Stored entries
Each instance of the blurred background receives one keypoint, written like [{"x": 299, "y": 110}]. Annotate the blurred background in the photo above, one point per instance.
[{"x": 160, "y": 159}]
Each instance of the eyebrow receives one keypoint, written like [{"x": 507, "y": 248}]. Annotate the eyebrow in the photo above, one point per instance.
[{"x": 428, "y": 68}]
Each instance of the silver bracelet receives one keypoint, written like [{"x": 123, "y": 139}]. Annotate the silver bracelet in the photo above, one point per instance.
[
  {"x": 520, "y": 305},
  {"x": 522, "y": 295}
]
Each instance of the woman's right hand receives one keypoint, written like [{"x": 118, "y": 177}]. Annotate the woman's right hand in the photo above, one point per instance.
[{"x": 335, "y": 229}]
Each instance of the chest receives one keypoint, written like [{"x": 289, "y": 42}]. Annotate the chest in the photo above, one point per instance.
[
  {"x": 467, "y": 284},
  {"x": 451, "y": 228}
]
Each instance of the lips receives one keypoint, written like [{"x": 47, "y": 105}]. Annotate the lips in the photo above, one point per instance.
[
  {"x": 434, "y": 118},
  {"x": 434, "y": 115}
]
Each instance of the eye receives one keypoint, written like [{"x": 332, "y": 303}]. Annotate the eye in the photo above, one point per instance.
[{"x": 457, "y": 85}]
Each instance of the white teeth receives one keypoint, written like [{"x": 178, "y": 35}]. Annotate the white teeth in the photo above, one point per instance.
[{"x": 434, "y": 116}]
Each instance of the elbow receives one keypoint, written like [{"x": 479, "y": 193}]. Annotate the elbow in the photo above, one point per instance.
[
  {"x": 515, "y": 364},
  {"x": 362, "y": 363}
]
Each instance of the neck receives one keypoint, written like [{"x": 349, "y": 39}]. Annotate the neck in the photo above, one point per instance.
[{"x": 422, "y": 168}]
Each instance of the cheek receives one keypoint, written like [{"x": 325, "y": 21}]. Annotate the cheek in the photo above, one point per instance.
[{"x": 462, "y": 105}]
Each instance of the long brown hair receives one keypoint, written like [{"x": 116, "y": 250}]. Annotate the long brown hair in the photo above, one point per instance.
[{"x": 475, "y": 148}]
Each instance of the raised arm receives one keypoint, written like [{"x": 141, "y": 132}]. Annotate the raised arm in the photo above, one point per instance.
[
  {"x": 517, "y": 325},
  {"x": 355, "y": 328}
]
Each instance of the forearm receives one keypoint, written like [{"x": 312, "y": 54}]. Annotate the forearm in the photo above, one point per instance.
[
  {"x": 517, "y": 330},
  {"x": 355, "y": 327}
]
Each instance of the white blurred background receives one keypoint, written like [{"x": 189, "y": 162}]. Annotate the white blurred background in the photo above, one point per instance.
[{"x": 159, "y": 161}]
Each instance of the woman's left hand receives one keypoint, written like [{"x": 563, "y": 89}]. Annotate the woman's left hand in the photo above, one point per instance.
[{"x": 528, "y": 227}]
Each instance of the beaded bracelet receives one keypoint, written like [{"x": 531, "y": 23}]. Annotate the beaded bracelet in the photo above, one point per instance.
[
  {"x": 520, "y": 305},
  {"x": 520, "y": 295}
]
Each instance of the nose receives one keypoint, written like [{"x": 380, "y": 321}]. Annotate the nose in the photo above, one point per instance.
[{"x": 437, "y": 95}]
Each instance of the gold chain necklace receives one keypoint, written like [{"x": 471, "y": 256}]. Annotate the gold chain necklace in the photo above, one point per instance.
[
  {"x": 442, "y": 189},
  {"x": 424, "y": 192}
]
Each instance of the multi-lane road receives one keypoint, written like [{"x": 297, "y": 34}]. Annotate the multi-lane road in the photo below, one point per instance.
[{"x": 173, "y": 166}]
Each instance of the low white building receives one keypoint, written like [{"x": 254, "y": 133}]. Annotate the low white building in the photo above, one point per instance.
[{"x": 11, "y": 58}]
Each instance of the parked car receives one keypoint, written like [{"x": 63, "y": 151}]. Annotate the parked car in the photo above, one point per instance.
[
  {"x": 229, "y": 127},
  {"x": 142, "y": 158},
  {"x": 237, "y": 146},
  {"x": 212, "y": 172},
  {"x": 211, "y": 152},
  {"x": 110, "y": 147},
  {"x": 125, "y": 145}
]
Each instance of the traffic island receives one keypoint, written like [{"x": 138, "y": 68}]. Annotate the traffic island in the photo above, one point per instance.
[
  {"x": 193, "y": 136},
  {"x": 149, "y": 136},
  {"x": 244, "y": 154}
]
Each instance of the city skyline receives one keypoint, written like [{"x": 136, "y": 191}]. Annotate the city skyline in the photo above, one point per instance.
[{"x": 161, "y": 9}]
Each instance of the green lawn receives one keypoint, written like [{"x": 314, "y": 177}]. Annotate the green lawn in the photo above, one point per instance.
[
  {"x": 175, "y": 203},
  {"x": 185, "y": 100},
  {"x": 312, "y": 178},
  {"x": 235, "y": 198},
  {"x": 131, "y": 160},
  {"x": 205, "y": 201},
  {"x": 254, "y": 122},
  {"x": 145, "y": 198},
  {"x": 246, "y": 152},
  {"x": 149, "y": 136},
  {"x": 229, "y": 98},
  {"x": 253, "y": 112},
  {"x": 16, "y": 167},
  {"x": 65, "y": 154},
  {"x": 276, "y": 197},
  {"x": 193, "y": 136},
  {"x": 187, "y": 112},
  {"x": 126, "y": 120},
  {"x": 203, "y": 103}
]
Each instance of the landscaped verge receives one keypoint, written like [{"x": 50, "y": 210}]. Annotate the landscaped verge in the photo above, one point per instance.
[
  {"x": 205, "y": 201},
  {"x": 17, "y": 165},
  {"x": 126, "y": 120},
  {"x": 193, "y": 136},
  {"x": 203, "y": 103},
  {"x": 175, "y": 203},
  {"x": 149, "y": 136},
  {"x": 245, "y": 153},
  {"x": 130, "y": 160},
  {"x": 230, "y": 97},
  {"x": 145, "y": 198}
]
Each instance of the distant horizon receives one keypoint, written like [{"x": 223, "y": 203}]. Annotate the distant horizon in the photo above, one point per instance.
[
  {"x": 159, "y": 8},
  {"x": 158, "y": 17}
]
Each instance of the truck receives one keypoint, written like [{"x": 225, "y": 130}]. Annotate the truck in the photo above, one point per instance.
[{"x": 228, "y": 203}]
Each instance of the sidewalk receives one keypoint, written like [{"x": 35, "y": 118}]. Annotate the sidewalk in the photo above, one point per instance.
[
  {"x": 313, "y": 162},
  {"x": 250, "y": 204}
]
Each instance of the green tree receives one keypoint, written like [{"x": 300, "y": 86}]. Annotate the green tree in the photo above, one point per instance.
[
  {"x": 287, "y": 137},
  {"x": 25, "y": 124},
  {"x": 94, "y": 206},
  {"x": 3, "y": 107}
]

## TASK DIRECTIONS
Return the records in full. Omit nothing.

## YOUR RESPONSE
Each instance of the blurred background receives one keypoint, written like [{"x": 299, "y": 110}]. Annotate the blurred background in the photo above, one point per instance.
[{"x": 160, "y": 159}]
Each instance of the eyebrow receives one keypoint, written like [{"x": 507, "y": 248}]. Annotate the eyebrow in the photo above, one point per instance.
[{"x": 428, "y": 68}]
Each instance of the silver bracelet receives one keypoint, written like [{"x": 123, "y": 139}]. Annotate the silver bracelet in the photo above, one point per instance.
[
  {"x": 520, "y": 305},
  {"x": 522, "y": 295}
]
Each instance of the woman's right hand receives one keypoint, written like [{"x": 118, "y": 177}]. Annotate the woman's right hand in the photo above, one point per instance.
[{"x": 335, "y": 229}]
Each instance of the chest receives one keypoint, written like [{"x": 289, "y": 42}]. Annotate the chest in the photo above, one point per instance.
[
  {"x": 467, "y": 284},
  {"x": 451, "y": 228}
]
Each instance of the lips receives one keypoint, written like [{"x": 47, "y": 105}]. Annotate the lips in the photo above, one point per instance.
[
  {"x": 434, "y": 118},
  {"x": 434, "y": 115}
]
Each instance of the eye receives one keypoint, written like [{"x": 332, "y": 303}]. Annotate the eye in the photo above, one point per instance.
[{"x": 457, "y": 85}]
Each instance of the white teeth receives one keypoint, written like [{"x": 178, "y": 35}]. Annotate the white teeth in the photo above, one point per instance.
[{"x": 434, "y": 116}]
Each instance of the elbow receives one keypoint, written like [{"x": 479, "y": 193}]. Annotate the elbow in the photo above, one point per instance.
[
  {"x": 515, "y": 364},
  {"x": 362, "y": 363}
]
Each instance of the neck receives one keypoint, written like [{"x": 349, "y": 39}]. Annotate the neck in the photo above, one point per instance.
[{"x": 422, "y": 168}]
Each instance of the cheek receives one keypoint, written like [{"x": 325, "y": 21}]. Annotate the cheek in the photo above, one point per instance.
[{"x": 462, "y": 105}]
Each instance of the long brown hair receives one keypoint, written like [{"x": 116, "y": 250}]. Annotate the long brown hair in the photo above, one point per instance.
[{"x": 475, "y": 148}]
Each instance of the raised arm receives one keypoint, written like [{"x": 141, "y": 132}]. Annotate the raised arm in the photo above, one point per instance.
[
  {"x": 517, "y": 325},
  {"x": 355, "y": 328}
]
Each instance of the forearm receives one keypoint, written like [{"x": 312, "y": 54}]. Annotate the forearm in the photo above, one point per instance.
[
  {"x": 517, "y": 330},
  {"x": 355, "y": 327}
]
Each instance of the white blurred background receives one keypoint, written like [{"x": 189, "y": 162}]. Annotate the white blurred background in the photo above, one point per instance.
[{"x": 159, "y": 161}]
Each instance of the woman's left hand receives one keypoint, written like [{"x": 563, "y": 89}]. Annotate the woman's left hand in the photo above, one point per instance.
[{"x": 528, "y": 227}]
Each instance of the beaded bracelet receives one keypoint, written like [{"x": 531, "y": 23}]. Annotate the beaded bracelet in the photo above, one point per instance.
[
  {"x": 520, "y": 305},
  {"x": 520, "y": 295}
]
Each instance of the nose receives one keypoint, written like [{"x": 380, "y": 321}]. Annotate the nose in the photo above, one point per instance.
[{"x": 437, "y": 95}]
Each instance of the gold chain necklace receives one keypoint, written like [{"x": 471, "y": 256}]. Annotate the gold chain necklace in the photo above, one point per instance.
[
  {"x": 442, "y": 189},
  {"x": 424, "y": 192}
]
Each instance of the multi-lane road receives one keypoint, written like [{"x": 297, "y": 34}]. Annotate the multi-lane road in the photo below, one point per instance.
[{"x": 173, "y": 166}]
Each instance of the low white building receives one keypoint, written like [{"x": 254, "y": 133}]. Annotate the low white building in the photo above, one point per instance.
[{"x": 11, "y": 58}]
Each instance of the parked car receives one keypoint, written like [{"x": 63, "y": 151}]. Annotate the parked car in the photo above, one point per instance.
[
  {"x": 229, "y": 127},
  {"x": 142, "y": 158},
  {"x": 237, "y": 146},
  {"x": 212, "y": 172},
  {"x": 211, "y": 152},
  {"x": 110, "y": 147},
  {"x": 125, "y": 145}
]
Each instance of the traffic island receives one keypoint, written like [{"x": 138, "y": 68}]. Annotate the traffic island in the photo above, one point per instance.
[
  {"x": 193, "y": 136},
  {"x": 149, "y": 136},
  {"x": 244, "y": 154}
]
Each instance of the city skyline receives one keypoint, written like [{"x": 136, "y": 191}]. Annotate the city skyline in the photo above, one point per instance.
[{"x": 161, "y": 9}]
Each instance of the green lawn receives one keypoint, written like [{"x": 314, "y": 177}]. Annotate the green lawn in the photo above, one point per instance.
[
  {"x": 175, "y": 203},
  {"x": 185, "y": 100},
  {"x": 312, "y": 178},
  {"x": 235, "y": 198},
  {"x": 131, "y": 160},
  {"x": 205, "y": 201},
  {"x": 254, "y": 122},
  {"x": 145, "y": 198},
  {"x": 246, "y": 152},
  {"x": 149, "y": 136},
  {"x": 229, "y": 98},
  {"x": 253, "y": 112},
  {"x": 16, "y": 167},
  {"x": 65, "y": 154},
  {"x": 276, "y": 197},
  {"x": 193, "y": 136},
  {"x": 187, "y": 112},
  {"x": 126, "y": 120},
  {"x": 203, "y": 103}
]
Each instance of the landscaped verge receives one keypoint, written like [{"x": 50, "y": 210}]. Annotate the landscaped verge in the photo above, one point per instance.
[
  {"x": 205, "y": 201},
  {"x": 17, "y": 165},
  {"x": 126, "y": 120},
  {"x": 193, "y": 136},
  {"x": 203, "y": 103},
  {"x": 175, "y": 203},
  {"x": 149, "y": 136},
  {"x": 245, "y": 153},
  {"x": 130, "y": 160},
  {"x": 230, "y": 97},
  {"x": 145, "y": 198}
]
Each instance of the distant horizon receives one keypoint, written like [{"x": 223, "y": 203}]. Annotate the distant horizon in the photo above, one point per instance.
[
  {"x": 159, "y": 8},
  {"x": 158, "y": 17}
]
Each instance of the truck receives one keypoint, written like [{"x": 225, "y": 130}]. Annotate the truck in the photo above, one point per instance.
[{"x": 228, "y": 203}]
Each instance of the sidewalk receives one keypoint, written like [{"x": 35, "y": 118}]. Annotate the sidewalk in the photo above, one point per instance.
[
  {"x": 313, "y": 162},
  {"x": 250, "y": 204}
]
Each instance of the green tree receives one keypoint, written like [{"x": 300, "y": 86}]. Annotate the green tree in the photo above, one point per instance.
[
  {"x": 287, "y": 137},
  {"x": 25, "y": 124},
  {"x": 94, "y": 206},
  {"x": 3, "y": 107}
]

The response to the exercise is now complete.